What this task involves -
Retyping all the entries exactly is the whole task.

START Available data

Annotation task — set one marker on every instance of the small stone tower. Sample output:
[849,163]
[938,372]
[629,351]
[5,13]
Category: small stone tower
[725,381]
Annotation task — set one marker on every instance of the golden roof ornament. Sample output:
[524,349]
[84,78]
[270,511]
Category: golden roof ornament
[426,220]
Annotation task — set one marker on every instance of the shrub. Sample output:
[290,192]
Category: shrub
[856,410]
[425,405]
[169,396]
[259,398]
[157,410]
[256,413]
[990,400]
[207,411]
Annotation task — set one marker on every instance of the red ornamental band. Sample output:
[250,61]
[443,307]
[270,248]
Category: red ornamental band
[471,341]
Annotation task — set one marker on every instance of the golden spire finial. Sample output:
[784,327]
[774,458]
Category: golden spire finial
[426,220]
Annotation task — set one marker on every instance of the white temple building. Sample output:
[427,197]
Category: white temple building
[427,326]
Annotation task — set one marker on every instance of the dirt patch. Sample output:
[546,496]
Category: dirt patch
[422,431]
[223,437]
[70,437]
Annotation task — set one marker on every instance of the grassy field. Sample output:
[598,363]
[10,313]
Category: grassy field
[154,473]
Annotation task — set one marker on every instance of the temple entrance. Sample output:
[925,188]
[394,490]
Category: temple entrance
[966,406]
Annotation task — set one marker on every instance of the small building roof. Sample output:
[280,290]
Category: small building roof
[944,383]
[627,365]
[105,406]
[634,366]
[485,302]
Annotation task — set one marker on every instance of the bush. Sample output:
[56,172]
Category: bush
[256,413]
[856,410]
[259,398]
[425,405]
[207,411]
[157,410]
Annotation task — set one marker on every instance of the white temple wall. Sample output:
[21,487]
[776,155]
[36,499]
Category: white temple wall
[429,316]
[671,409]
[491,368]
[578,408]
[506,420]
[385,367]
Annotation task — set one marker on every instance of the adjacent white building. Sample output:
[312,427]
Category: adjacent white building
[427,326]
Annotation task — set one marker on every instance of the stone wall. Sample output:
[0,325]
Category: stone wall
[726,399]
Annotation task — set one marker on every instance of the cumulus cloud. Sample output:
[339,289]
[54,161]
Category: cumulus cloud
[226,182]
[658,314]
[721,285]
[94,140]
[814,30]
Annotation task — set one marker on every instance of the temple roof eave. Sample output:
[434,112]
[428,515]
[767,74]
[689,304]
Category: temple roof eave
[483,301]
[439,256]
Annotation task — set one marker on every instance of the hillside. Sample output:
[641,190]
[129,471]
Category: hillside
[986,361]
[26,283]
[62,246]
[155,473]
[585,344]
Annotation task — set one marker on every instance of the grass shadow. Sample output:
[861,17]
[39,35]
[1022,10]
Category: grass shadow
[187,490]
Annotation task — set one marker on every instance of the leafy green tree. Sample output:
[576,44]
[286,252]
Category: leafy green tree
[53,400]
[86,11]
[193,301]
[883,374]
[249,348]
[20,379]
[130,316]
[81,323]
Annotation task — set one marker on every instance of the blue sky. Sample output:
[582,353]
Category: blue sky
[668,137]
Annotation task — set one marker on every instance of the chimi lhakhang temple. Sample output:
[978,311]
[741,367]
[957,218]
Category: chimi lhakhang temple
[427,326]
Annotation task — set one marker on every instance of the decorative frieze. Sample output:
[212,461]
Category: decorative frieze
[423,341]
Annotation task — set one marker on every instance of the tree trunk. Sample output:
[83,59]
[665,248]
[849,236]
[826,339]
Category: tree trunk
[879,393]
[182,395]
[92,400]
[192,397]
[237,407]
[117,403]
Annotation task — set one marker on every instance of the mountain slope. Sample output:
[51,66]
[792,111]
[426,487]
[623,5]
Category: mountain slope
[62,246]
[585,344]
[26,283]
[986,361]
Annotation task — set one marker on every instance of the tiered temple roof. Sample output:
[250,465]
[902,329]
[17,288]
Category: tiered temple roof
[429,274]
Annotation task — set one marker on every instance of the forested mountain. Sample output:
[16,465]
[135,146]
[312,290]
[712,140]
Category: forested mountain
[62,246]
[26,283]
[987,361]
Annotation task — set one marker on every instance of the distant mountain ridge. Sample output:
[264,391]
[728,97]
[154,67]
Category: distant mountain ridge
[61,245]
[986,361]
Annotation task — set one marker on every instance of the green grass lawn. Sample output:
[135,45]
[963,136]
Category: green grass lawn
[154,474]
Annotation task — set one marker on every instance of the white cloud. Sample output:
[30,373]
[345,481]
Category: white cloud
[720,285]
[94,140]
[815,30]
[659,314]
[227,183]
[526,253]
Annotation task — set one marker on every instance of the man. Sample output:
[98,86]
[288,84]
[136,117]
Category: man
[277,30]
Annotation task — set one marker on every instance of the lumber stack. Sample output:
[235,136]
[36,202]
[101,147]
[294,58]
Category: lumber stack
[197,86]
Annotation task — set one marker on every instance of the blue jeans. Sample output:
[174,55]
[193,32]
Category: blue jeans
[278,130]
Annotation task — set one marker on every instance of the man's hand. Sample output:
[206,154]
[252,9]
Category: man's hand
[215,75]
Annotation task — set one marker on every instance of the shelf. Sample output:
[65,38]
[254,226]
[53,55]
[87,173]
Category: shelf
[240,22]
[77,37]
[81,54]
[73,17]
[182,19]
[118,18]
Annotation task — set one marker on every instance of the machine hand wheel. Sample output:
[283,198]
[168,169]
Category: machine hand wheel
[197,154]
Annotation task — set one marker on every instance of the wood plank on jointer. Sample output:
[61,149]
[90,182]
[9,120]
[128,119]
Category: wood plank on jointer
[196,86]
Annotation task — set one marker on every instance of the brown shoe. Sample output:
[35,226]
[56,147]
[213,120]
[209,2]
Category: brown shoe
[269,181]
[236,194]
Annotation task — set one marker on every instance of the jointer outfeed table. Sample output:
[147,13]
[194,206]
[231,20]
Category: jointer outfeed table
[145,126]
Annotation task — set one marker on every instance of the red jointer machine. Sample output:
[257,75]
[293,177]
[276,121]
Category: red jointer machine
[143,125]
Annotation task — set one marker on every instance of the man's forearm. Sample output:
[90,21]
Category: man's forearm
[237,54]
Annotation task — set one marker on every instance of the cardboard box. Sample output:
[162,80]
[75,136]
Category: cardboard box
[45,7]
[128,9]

END Available data

Task response -
Annotation task — set one marker on every instance of the small stone tower. Sample output:
[849,163]
[938,372]
[629,351]
[5,13]
Category: small stone tower
[725,381]
Annotation task — set one marker on every instance of the golden roof ornament. Sample output:
[524,349]
[84,78]
[270,511]
Category: golden roof ornament
[426,220]
Annotation task — set one marker on every instance of the shrub. Sample output:
[290,192]
Category: shrub
[856,410]
[425,405]
[169,396]
[259,398]
[157,410]
[256,413]
[990,400]
[207,411]
Annotation task — set one marker on every instance of the red ornamental band. Sample output:
[250,61]
[443,307]
[270,248]
Category: red ornamental band
[471,341]
Annotation task — set one marker on every instance of the golden spire finial. Sample output:
[784,327]
[774,458]
Category: golden spire finial
[426,220]
Annotation task — set one marker on every instance of the white temple building. Sample output:
[427,197]
Category: white temple building
[427,326]
Annotation task — set one marker on every instance of the dirt patch. Sample output:
[546,496]
Category: dirt patch
[422,431]
[223,437]
[70,437]
Annotation task — set one marker on every instance of the grassy field. Sample output:
[598,363]
[10,313]
Category: grassy field
[154,473]
Annotation task — set one marker on every instance of the temple entrance. Sample output:
[925,188]
[394,490]
Category: temple entrance
[966,406]
Annotation task — set one marker on every instance of the small building roof. Sample output:
[280,290]
Category: small building roof
[944,383]
[627,365]
[105,406]
[634,366]
[485,302]
Annotation task — set one marker on every instance of the bush. Sample output:
[56,172]
Category: bush
[256,413]
[856,410]
[259,398]
[425,405]
[207,411]
[157,410]
Annotation task — set one marker on every instance of the white temple wall. Sample output:
[21,487]
[776,155]
[36,499]
Category: white temple wall
[429,316]
[671,409]
[491,368]
[578,408]
[506,420]
[385,367]
Annotation task — set one marker on every instance of the adjacent white building. Sample output:
[312,427]
Category: adjacent white building
[427,326]
Annotation task — set one marker on every instance of the stone wall. Sample output:
[0,325]
Category: stone wall
[726,399]
Annotation task — set one marker on every instance of the cumulus cloud. Sample output:
[339,289]
[54,161]
Category: cumulus cloud
[226,182]
[658,314]
[721,285]
[94,140]
[814,30]
Annotation task — set one marker on every instance of the temple roof eave. Sample output:
[434,112]
[428,515]
[767,74]
[689,304]
Category: temple roof eave
[483,301]
[439,256]
Annotation task — set one marker on every instance of the hillside. Sample output:
[641,190]
[129,471]
Category: hillside
[986,361]
[26,283]
[62,246]
[155,473]
[585,344]
Annotation task — set one marker on every instance of the grass shadow. Sample output:
[861,17]
[39,35]
[1022,10]
Category: grass shadow
[187,490]
Annotation task — set one marker on every instance of the leafy green tree. Sample output:
[576,44]
[286,252]
Category: leafy green tree
[53,400]
[86,11]
[193,301]
[883,374]
[249,348]
[20,379]
[130,316]
[81,323]
Annotation task — set one marker on every instance of the blue sky. Sample output:
[582,353]
Category: blue sky
[668,137]
Annotation task — set one marker on every instance of the chimi lhakhang temple. Sample output:
[978,311]
[741,367]
[957,218]
Category: chimi lhakhang temple
[427,326]
Annotation task — set one marker on every instance of the decorative frieze. Sample output:
[212,461]
Category: decorative frieze
[423,341]
Annotation task — set one marker on every instance of the tree trunk. Sample output:
[83,59]
[665,248]
[849,236]
[826,339]
Category: tree trunk
[879,393]
[182,395]
[92,400]
[192,397]
[237,407]
[117,403]
Annotation task — set one marker on every instance of the mountain slope. Sample output:
[51,66]
[792,111]
[426,487]
[623,5]
Category: mountain slope
[62,246]
[585,344]
[26,283]
[986,361]
Annotation task — set one marker on every instance of the tiered temple roof. Sample output:
[250,465]
[902,329]
[17,288]
Category: tiered temple roof
[429,274]
Annotation task — set one marker on every instance of the forested mountain. Sample output:
[16,465]
[135,146]
[312,290]
[712,140]
Category: forested mountain
[62,246]
[26,283]
[987,361]
Annotation task — set one marker on every instance of the distant mountain ridge. Sample output:
[264,391]
[728,97]
[154,67]
Category: distant mountain ridge
[61,245]
[986,361]
Annotation task — set one marker on every instance of the green grass lawn. Sample output:
[135,45]
[963,136]
Category: green grass lawn
[154,474]
Annotation task — set one marker on every instance of the white cloud. Sample output:
[30,373]
[345,481]
Category: white cloud
[720,285]
[94,140]
[815,30]
[659,314]
[227,183]
[526,253]
Annotation task — set one marker on every instance of the man. Sample output:
[98,86]
[288,84]
[136,117]
Category: man
[277,30]
Annotation task — set one marker on every instance of the lumber stack. Sample output:
[235,136]
[36,202]
[101,147]
[294,58]
Category: lumber stack
[197,86]
Annotation task — set one marker on every instance of the blue jeans. Sample output:
[174,55]
[193,32]
Category: blue jeans
[278,130]
Annotation task — set one marker on every instance of the man's hand. Sample output:
[206,154]
[252,9]
Category: man's hand
[215,75]
Annotation task — set one marker on every instance of the shelf. Sample output:
[65,38]
[254,226]
[53,55]
[87,173]
Category: shelf
[240,22]
[77,37]
[81,54]
[73,17]
[182,19]
[118,18]
Annotation task — set one marker on every instance of the machine hand wheel. Sample output:
[283,198]
[168,169]
Category: machine hand wheel
[197,154]
Annotation task — set one marker on every instance of the wood plank on jointer. Sample output:
[61,149]
[90,182]
[9,120]
[128,119]
Category: wood plank on jointer
[196,86]
Annotation task — set one marker on every instance of the brown shoe. Sample output:
[35,226]
[56,147]
[213,120]
[209,2]
Category: brown shoe
[269,181]
[236,194]
Annotation task — set one marker on every instance of the jointer outfeed table. Sample output:
[147,13]
[194,206]
[231,20]
Category: jointer outfeed table
[145,126]
Annotation task — set one marker on every instance of the red jointer machine. Sample output:
[257,75]
[293,177]
[276,121]
Category: red jointer machine
[143,125]
Annotation task — set one marker on every instance of the man's forearm. Sample output:
[90,21]
Category: man's forearm
[237,54]
Annotation task — set one marker on every instance of the cardboard box. Sample output:
[162,80]
[75,136]
Category: cardboard box
[45,7]
[128,9]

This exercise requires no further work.